## Material to process
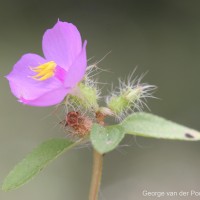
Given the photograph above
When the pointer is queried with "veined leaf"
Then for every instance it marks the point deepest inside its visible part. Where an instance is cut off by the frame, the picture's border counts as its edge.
(34, 162)
(105, 139)
(149, 125)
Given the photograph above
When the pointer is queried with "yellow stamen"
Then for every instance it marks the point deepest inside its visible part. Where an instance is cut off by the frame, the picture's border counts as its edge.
(44, 71)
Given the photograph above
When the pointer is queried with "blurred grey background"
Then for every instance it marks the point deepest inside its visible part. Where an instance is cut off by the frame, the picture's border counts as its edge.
(159, 36)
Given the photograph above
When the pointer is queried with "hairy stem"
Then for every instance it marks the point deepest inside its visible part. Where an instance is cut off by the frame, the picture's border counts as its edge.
(96, 175)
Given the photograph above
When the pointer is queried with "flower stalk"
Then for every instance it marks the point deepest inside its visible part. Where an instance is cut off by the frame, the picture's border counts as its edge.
(96, 175)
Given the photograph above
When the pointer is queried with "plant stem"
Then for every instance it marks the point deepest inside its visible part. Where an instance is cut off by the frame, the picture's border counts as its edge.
(96, 175)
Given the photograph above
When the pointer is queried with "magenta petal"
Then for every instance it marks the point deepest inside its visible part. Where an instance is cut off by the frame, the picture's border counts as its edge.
(48, 99)
(27, 89)
(77, 69)
(62, 44)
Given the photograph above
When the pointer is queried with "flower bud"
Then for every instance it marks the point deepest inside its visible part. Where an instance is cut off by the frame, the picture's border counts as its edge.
(85, 96)
(128, 98)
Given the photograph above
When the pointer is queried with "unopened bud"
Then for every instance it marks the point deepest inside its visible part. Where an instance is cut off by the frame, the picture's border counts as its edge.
(85, 96)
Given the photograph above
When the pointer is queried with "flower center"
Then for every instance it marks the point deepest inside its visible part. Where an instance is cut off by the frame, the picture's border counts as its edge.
(44, 71)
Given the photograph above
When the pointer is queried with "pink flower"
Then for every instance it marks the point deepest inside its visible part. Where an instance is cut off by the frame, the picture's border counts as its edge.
(39, 81)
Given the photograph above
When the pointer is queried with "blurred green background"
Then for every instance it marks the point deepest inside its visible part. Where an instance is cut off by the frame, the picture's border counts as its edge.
(159, 36)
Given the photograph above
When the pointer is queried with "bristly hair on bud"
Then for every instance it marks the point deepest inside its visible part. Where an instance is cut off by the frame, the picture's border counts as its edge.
(130, 96)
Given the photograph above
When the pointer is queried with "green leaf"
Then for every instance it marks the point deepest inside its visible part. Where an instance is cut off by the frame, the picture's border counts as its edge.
(105, 139)
(34, 162)
(149, 125)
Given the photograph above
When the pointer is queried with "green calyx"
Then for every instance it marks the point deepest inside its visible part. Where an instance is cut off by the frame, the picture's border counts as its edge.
(126, 100)
(85, 96)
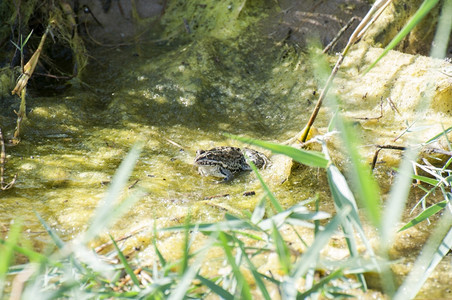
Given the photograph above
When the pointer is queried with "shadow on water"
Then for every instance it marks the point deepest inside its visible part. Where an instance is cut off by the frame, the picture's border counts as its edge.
(178, 97)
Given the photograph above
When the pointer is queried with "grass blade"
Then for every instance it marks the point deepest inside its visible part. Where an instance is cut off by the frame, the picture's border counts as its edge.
(281, 250)
(425, 8)
(309, 158)
(309, 258)
(103, 216)
(242, 284)
(124, 262)
(257, 276)
(7, 252)
(56, 239)
(425, 214)
(216, 288)
(433, 252)
(267, 190)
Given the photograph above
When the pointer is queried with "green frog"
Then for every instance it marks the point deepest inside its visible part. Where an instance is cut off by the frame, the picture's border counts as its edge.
(225, 161)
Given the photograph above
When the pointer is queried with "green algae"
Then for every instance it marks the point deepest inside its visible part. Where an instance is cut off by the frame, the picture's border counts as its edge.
(177, 96)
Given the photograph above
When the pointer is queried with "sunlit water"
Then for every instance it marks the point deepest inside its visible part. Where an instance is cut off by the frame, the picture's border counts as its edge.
(175, 97)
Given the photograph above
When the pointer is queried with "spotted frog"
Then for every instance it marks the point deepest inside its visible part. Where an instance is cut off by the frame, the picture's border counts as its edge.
(224, 161)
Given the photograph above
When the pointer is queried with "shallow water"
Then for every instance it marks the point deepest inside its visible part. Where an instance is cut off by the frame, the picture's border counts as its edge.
(177, 97)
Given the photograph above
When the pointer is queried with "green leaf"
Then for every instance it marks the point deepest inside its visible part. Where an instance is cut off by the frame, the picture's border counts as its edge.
(282, 250)
(126, 265)
(108, 210)
(267, 190)
(425, 179)
(427, 213)
(7, 252)
(367, 190)
(425, 8)
(436, 137)
(242, 284)
(309, 158)
(321, 284)
(216, 288)
(310, 257)
(56, 239)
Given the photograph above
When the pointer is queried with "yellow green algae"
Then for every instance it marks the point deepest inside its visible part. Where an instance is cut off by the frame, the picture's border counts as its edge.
(178, 93)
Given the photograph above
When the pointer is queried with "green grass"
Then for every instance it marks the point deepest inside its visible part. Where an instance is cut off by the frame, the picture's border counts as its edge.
(72, 270)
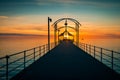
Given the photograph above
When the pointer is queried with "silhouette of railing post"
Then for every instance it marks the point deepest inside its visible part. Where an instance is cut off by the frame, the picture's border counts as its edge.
(24, 59)
(7, 62)
(34, 54)
(39, 51)
(101, 54)
(94, 51)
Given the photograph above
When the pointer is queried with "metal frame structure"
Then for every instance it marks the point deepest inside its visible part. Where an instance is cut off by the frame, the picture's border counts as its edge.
(77, 24)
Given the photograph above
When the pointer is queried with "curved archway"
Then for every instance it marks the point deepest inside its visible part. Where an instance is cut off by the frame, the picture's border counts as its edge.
(77, 24)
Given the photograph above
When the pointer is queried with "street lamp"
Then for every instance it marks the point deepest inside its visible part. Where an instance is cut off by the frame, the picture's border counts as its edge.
(49, 20)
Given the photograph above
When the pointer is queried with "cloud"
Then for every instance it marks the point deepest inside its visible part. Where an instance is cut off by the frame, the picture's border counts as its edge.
(3, 17)
(112, 35)
(99, 3)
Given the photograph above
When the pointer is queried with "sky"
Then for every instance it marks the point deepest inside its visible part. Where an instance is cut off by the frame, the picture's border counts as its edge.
(99, 18)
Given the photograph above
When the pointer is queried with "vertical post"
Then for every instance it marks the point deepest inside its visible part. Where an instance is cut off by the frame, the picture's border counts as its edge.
(49, 20)
(7, 57)
(90, 49)
(39, 51)
(86, 47)
(58, 35)
(94, 51)
(24, 59)
(34, 54)
(112, 59)
(101, 54)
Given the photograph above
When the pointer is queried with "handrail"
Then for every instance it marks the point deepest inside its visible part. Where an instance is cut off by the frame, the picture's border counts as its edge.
(102, 54)
(25, 58)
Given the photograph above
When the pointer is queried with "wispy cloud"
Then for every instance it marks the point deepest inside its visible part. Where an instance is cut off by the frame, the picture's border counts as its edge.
(3, 17)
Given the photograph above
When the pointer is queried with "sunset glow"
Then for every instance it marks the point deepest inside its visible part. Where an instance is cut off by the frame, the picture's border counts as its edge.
(99, 19)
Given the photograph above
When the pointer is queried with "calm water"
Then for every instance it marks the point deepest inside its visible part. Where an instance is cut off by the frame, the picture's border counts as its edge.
(13, 44)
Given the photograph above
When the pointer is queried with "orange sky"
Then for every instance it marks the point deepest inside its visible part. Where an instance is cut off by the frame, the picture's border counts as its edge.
(37, 24)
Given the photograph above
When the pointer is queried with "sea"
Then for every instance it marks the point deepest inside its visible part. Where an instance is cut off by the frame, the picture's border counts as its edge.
(13, 44)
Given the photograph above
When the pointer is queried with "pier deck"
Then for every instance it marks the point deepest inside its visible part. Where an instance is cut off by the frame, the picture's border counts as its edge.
(67, 62)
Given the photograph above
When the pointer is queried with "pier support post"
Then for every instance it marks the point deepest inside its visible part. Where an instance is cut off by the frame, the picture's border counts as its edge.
(49, 20)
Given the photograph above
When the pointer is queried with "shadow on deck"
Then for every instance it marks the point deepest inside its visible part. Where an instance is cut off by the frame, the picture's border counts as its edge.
(67, 62)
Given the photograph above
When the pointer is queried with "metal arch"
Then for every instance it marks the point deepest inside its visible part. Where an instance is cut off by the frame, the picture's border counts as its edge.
(77, 24)
(64, 27)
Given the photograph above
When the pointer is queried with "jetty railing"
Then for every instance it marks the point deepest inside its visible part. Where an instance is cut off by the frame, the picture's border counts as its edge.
(108, 57)
(12, 64)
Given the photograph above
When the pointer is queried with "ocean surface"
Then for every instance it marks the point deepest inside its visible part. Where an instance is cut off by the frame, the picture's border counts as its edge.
(14, 44)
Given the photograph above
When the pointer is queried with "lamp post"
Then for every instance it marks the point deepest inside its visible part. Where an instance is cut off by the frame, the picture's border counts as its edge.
(58, 35)
(49, 20)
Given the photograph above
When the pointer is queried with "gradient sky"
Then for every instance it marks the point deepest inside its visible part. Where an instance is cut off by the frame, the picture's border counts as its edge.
(99, 18)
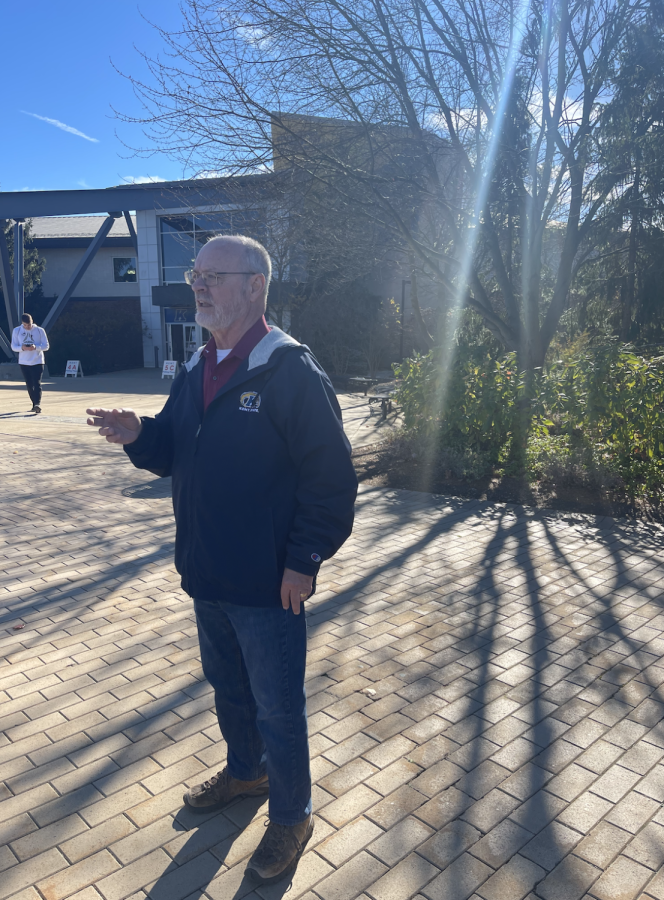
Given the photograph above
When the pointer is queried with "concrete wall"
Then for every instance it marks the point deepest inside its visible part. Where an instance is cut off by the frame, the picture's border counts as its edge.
(97, 281)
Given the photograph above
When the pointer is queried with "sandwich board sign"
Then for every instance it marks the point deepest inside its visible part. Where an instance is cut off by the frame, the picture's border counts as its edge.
(74, 368)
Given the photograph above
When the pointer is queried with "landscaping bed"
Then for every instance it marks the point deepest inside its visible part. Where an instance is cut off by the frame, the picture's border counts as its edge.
(399, 463)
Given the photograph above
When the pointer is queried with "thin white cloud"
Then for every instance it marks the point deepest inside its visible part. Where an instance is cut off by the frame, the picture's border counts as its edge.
(61, 126)
(142, 179)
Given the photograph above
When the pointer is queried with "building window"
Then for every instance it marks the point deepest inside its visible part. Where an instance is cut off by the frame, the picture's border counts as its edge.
(124, 268)
(183, 236)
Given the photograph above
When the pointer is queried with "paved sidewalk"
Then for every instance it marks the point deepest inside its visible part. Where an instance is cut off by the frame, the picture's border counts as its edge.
(486, 699)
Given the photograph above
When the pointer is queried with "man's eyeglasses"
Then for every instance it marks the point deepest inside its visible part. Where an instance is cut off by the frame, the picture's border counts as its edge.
(210, 278)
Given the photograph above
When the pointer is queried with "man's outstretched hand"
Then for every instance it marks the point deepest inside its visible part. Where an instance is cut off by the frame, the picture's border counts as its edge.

## Problem description
Using the material above, return each line in which the word "background" occurs.

## Response to the task
When the pointer is queried with "blurred grey background"
When the pointer is queried with "blurred green background"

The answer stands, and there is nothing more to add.